* [Stored rows]

>> begin

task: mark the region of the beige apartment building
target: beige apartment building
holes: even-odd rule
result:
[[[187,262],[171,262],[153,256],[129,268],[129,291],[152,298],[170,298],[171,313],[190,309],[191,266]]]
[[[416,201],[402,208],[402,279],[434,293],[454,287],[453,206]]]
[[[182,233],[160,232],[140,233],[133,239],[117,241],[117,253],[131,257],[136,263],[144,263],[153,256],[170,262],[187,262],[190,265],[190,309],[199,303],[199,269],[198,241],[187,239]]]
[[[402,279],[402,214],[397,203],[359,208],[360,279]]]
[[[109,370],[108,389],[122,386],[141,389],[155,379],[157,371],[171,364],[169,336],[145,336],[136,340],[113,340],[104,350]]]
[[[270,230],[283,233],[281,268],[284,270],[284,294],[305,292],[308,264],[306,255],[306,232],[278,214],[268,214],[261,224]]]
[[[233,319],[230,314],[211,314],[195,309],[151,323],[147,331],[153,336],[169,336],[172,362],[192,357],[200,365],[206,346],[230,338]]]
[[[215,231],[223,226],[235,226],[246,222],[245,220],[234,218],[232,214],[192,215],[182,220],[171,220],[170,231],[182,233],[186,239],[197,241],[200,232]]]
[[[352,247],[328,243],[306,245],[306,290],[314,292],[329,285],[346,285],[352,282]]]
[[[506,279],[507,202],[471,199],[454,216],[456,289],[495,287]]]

>> end

* [Task instructions] Each entry must be reproduced verbatim.

* [Finished answer]
task: mark the region of the beige apartment building
target: beige apartment building
holes: even-odd rule
result:
[[[187,262],[171,262],[153,256],[129,268],[129,291],[152,298],[170,298],[171,313],[190,309],[191,266]]]
[[[416,201],[402,208],[402,279],[434,293],[454,287],[453,206]]]
[[[182,233],[160,232],[140,233],[133,239],[117,241],[117,253],[131,257],[136,263],[144,263],[153,256],[170,262],[187,262],[190,265],[190,309],[199,303],[199,269],[198,241],[187,239]]]
[[[402,279],[402,214],[397,203],[359,208],[360,279]]]
[[[109,370],[108,389],[122,386],[141,389],[155,379],[157,371],[171,364],[169,336],[145,336],[136,340],[113,340],[104,350]]]
[[[270,230],[283,233],[281,268],[284,270],[284,294],[305,292],[308,264],[306,255],[306,232],[278,214],[268,214],[261,224]]]
[[[233,319],[230,314],[211,314],[195,309],[151,323],[147,331],[153,336],[169,336],[172,362],[192,357],[200,365],[206,346],[230,338]]]
[[[215,231],[223,226],[235,226],[246,222],[245,220],[234,218],[232,214],[192,215],[182,220],[171,220],[170,231],[182,233],[186,239],[197,241],[200,232]]]
[[[352,247],[328,243],[306,245],[306,290],[314,292],[329,285],[346,285],[352,282]]]
[[[506,279],[507,202],[471,199],[454,216],[456,289],[495,287]]]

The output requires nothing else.